▸ Selected passage:
Prospects for a B-L Higgs boson discovery at LHC: wait for high luminosity Run 6 (2035 or 3000 fb-1)!
Let's call it the B(rout)-(Eng)L(ert) scalar...
A LHC time schedule
It is well known that the SM cannot be the final theory of nature. The successful explanation of the hierarchy problem requires some new physics (NP) near the TeV scale. In addition, the observation of small neutrino masses and their very particular mixing indicates the presence of physics beyond the standard model (BSM)... neither ATLAS nor CMS have yet conclusively discovered any particle that serves as proof for BSM physics. Now, with the discovery of the Higgs boson, effects of new physics can be searched for in its coupling measurements [4–37]. In this paper, we consider the simplest manifestation of a BSM extension through an extra singlet scalar. As a first step, we would like to see how the addition of just an additional neutral Higgs boson fares with the discovery prospects at the high-luminosity run at LHC (HL-LHC) with a final integrated luminosity of 3000 fb-1.

▸ Objective 1: List every abbreviation that the passage on B-L Higgs boson discovery prospects introduces in parentheses, with the full term it stands for.
▸ Objective 2: In the passage on B-L Higgs boson discovery prospects, what final integrated luminosity is given for the high-luminosity run at the LHC?
▸ Objective 3: Write the next few sentences of the passage on B-L Higgs boson discovery prospects at the LHC, picking up after its last sentence.

▸ Extracted records:
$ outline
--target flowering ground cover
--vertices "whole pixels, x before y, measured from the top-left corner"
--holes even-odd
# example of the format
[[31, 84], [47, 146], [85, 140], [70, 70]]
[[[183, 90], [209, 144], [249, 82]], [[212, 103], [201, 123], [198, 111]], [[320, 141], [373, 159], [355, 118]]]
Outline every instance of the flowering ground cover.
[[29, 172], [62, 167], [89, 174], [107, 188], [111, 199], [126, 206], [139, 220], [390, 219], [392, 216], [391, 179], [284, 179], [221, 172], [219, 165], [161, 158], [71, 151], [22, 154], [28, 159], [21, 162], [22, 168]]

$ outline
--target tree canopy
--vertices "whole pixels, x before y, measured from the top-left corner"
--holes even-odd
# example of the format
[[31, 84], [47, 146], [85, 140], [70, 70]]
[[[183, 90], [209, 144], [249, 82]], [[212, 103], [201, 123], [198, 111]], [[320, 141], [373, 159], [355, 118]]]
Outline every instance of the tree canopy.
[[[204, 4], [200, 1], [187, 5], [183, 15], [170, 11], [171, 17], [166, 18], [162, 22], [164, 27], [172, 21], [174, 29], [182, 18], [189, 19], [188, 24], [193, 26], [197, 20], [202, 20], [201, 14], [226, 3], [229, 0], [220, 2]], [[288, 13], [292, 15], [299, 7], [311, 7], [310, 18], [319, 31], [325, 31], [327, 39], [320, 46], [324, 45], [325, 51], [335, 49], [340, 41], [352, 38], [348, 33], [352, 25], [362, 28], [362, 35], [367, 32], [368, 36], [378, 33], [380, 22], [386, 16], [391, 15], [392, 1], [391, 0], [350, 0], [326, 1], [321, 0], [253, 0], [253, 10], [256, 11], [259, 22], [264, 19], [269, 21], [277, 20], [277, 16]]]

▸ Task response 1:
NP: new physics
BSM: beyond the standard model
HL-LHC: high-luminosity run at LHC

▸ Task response 2: 3000 fb-1.

▸ Task response 3:
The presence of a heavy Higgs-like neutral scalar is innate in various models, such as, the minimal supersymmetric standard model (MSSM), two Higgs doublet models (2HDMs), models with extra spatial dimensions, etc. However, the simplest among these models is the SM augmented with a gauge singlet. This can originate very naturally from a U(1)B-L model with an extra U(1) local gauge symmetry, where B and L represents the baryon number and lepton number respectively. In particular, we focus on a TeV scale B−L model, that can further be embedded in a TeV scale Left-Right symmetric model [38–41]. The B−L symmetry group is a part of a Grand Unified Theory (GUT) as described by a SO(10) group [42]. Besides, the B−L symmetry breaking scale is related to the masses of the heavy right-handed Majorana neutrinos, which participate in the celebrated seesaw mechanism [43–46] and generate the light neutrino masses.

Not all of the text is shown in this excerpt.